- **Exercise task**
Answer these about the inequality proof below:
(a) How is Z defined?
(b) In which variable is the expression for E[Z²] treated as a quadratic?
(c) What does the proof say still holds if the random variables are centered?

This follows from the Cauchy-Schwartz inequality which states
$$\mathbb{E}^2[XY] \leq \mathbb{E} [X^2] \mathbb{E} [Y^2]$$
Let Z = \(aX-bY\) where \(a,b \in \mathbb{R}\)
\begin{align}
0 \leq \mathbb{E}[Z^2] = a^2 \mathbb{E}[X^2]+b^2\mathbb{E}[Y^2]-2ab\mathbb{E}[XY]
\end{align}
Consider this as a quadratic equation” in \(a\) we can have at most one root. \( b^2-4ac \leq 0\)
\begin{align}
4b^2\mathbb{E}^2[XY]-4\mathbb{E}[X^2]b^2\mathbb{E}[Y^2] \leq 0 \\
-> \mathbb{E}^2[XY] \leq \mathbb{E} [X^2] \mathbb{E} [Y^2]
\end{align}
which implies
\begin{align}
-1 \leq \frac{\mathbb{E}[XY]}{\sqrt{\mathbb{E}[X^2]\mathbb{X}[Y^2]}} \leq 1
\end{align}
Given that \(X,Y\) are any random variables this is also true if we centre the random variables i.e. subtract the mean from them.

- **Provided data**
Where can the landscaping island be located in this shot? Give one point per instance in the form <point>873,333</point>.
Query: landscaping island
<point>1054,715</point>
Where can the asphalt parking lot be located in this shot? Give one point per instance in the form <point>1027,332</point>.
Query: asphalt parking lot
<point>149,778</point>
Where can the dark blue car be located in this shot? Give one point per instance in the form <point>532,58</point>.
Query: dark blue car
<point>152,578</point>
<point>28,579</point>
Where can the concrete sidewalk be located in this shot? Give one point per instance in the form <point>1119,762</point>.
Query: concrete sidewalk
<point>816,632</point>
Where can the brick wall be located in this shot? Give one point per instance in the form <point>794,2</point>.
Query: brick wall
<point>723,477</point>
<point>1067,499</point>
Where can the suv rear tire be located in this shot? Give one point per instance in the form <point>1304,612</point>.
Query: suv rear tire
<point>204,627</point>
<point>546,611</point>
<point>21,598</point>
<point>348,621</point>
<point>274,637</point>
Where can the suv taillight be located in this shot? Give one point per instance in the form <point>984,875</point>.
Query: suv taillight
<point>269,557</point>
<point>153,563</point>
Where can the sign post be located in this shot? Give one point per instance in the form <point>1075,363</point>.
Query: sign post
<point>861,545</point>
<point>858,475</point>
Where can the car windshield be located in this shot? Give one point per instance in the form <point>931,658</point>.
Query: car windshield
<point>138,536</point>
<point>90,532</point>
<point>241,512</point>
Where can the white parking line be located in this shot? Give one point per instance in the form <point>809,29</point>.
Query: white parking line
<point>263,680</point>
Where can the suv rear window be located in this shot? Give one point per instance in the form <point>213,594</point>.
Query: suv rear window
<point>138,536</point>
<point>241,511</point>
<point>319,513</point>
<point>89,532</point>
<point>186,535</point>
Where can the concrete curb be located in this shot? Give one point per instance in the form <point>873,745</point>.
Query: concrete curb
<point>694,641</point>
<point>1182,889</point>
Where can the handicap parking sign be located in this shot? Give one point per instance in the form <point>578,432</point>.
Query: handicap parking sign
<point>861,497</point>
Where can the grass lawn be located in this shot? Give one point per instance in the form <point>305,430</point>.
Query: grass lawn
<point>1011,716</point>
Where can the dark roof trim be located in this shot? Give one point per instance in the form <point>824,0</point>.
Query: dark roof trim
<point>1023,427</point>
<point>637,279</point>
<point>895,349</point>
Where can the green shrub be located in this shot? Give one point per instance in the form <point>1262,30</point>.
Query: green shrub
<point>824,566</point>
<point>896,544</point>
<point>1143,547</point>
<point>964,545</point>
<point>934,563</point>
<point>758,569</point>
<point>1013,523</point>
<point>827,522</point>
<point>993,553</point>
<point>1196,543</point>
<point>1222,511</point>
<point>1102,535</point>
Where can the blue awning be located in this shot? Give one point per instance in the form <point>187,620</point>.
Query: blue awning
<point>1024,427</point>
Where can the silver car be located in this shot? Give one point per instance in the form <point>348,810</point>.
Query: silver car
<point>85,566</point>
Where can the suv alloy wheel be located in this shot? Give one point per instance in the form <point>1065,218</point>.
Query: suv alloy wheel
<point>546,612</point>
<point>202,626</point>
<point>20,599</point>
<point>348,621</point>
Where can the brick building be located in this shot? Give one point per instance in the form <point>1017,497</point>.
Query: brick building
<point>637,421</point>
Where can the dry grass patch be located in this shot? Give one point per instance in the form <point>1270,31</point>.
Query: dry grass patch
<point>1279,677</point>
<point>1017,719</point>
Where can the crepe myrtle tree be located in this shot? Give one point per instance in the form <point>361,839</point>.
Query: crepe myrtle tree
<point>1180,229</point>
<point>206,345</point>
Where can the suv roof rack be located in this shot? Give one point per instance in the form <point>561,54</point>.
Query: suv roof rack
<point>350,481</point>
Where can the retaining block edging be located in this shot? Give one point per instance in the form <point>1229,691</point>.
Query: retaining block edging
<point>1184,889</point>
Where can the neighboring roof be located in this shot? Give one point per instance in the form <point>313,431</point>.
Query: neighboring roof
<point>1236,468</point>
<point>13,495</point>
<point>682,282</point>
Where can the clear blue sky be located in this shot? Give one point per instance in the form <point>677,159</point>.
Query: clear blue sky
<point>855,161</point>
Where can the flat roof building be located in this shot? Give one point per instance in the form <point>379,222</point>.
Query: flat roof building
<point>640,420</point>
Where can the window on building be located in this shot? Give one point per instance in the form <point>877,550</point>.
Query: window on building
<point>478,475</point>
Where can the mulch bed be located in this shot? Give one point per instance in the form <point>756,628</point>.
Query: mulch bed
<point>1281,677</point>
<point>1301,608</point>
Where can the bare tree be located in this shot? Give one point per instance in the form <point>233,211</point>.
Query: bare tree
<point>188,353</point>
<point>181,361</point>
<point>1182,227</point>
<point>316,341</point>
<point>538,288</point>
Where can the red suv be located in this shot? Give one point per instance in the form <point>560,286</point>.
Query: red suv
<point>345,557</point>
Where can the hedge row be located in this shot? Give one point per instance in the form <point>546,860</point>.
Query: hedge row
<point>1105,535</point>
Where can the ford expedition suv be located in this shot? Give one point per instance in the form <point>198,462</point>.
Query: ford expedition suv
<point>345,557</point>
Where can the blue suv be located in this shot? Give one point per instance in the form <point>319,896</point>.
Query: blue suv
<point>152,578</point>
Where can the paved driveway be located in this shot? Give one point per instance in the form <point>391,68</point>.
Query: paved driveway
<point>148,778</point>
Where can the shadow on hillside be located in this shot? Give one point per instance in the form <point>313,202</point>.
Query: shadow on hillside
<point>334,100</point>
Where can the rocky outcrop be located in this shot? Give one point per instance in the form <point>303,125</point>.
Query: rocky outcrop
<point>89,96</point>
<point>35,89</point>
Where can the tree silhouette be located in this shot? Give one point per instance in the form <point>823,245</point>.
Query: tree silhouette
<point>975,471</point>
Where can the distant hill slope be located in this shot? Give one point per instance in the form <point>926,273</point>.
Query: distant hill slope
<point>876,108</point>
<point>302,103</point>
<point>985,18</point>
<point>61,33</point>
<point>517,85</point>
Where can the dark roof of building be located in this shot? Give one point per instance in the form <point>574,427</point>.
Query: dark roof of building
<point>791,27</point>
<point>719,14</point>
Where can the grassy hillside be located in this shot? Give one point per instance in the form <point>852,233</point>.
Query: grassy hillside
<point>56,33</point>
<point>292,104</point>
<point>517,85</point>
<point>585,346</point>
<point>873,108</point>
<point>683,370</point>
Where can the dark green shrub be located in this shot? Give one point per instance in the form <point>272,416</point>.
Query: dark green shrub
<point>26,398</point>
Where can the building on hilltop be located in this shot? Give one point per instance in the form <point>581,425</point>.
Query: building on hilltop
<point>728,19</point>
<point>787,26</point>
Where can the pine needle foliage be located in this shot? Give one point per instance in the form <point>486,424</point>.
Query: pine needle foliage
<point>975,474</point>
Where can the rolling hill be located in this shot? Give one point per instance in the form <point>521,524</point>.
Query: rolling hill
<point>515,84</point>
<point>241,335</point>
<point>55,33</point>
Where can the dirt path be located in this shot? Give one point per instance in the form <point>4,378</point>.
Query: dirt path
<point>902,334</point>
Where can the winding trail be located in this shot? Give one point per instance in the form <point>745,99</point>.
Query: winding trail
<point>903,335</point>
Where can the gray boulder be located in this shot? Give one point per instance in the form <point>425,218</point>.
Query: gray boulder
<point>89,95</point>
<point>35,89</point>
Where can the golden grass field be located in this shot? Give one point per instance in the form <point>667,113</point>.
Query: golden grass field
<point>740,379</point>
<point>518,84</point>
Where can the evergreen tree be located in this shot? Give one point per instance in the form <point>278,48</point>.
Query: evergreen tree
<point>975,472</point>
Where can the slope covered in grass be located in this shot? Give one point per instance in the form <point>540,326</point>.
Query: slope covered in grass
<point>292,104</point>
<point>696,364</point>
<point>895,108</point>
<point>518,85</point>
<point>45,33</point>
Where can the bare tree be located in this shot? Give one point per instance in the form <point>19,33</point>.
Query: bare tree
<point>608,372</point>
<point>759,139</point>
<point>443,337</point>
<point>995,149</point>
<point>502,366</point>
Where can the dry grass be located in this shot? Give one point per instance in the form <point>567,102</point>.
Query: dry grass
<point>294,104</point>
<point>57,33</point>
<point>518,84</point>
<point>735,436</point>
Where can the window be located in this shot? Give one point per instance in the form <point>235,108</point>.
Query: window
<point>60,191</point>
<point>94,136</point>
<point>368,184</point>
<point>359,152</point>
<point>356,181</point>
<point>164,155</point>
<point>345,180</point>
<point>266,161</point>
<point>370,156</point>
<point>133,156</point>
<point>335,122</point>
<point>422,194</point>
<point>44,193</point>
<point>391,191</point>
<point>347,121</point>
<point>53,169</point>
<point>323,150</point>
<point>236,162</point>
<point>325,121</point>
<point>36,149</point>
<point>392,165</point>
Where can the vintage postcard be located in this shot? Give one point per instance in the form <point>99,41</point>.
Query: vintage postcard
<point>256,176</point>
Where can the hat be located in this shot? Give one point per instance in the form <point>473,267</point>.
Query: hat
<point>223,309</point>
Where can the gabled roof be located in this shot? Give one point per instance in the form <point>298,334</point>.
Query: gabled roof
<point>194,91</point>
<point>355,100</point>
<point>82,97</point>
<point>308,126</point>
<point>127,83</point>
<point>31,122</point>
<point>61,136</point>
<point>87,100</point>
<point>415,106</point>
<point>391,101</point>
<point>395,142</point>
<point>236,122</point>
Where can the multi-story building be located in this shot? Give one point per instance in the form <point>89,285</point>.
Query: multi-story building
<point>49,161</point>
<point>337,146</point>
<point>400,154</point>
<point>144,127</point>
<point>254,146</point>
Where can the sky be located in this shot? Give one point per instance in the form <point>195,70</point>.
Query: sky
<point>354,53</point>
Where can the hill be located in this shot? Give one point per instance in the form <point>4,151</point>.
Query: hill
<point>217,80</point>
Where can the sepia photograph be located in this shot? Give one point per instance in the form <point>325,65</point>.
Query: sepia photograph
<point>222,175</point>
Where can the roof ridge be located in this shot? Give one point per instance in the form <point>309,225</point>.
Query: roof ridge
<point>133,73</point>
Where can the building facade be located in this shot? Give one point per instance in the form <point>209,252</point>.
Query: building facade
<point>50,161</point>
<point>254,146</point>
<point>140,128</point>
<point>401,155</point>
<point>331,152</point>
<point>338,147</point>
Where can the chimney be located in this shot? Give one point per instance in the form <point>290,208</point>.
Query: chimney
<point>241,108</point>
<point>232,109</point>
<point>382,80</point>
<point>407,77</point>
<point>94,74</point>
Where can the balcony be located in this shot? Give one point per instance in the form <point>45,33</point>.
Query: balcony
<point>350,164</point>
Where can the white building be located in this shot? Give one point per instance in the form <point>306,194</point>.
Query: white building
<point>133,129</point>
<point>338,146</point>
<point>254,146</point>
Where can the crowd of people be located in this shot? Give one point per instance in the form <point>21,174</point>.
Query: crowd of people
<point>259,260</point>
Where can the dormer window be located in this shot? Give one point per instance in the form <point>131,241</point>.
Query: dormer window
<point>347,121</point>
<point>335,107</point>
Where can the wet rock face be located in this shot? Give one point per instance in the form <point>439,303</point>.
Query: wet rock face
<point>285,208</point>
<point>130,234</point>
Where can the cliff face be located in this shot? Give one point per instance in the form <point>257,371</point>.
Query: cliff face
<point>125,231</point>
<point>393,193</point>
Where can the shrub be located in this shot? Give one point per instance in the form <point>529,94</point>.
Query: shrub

- **Answer below**
(a) Z = aX − bY, where a and b are real numbers.
(b) In a.
(c) The result, since X and Y are any random variables, also holds when the mean is subtracted from each of them.